THE TASK:
Convert the lines below into a JSON list of strings, one string per line, skipping any blank lines and omitting the pictures.

DATA ROWS:
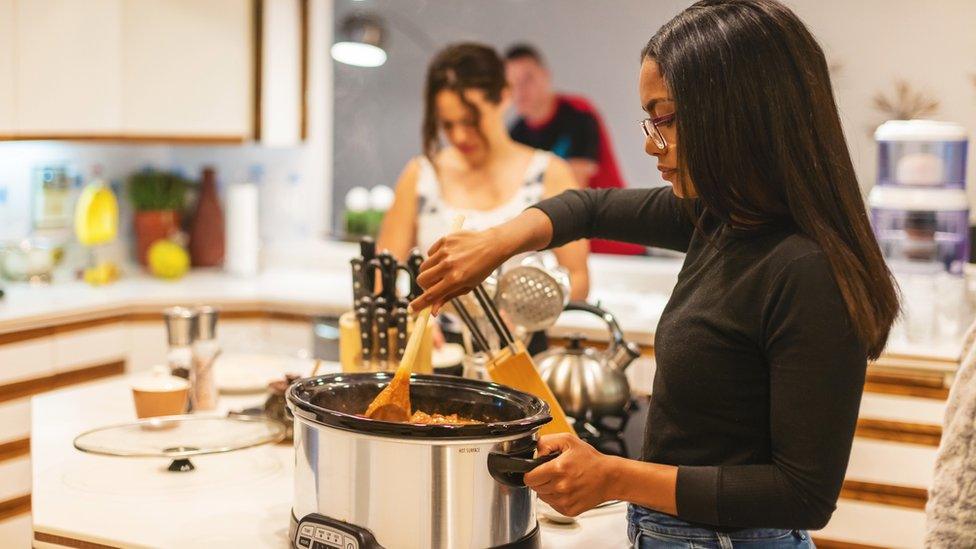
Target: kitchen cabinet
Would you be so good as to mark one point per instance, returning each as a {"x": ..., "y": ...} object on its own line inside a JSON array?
[
  {"x": 187, "y": 68},
  {"x": 6, "y": 68},
  {"x": 158, "y": 70},
  {"x": 67, "y": 67}
]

EXERCISE OUTPUT:
[
  "Target: kitchen cabinet",
  "Would you be so good as to mark one point per instance, returning each as a {\"x\": ..., \"y\": ...} object on its own line inside a JSON array?",
  "[",
  "  {\"x\": 187, \"y\": 68},",
  "  {\"x\": 6, \"y\": 68},",
  "  {\"x\": 158, \"y\": 70},",
  "  {\"x\": 67, \"y\": 67}",
  "]"
]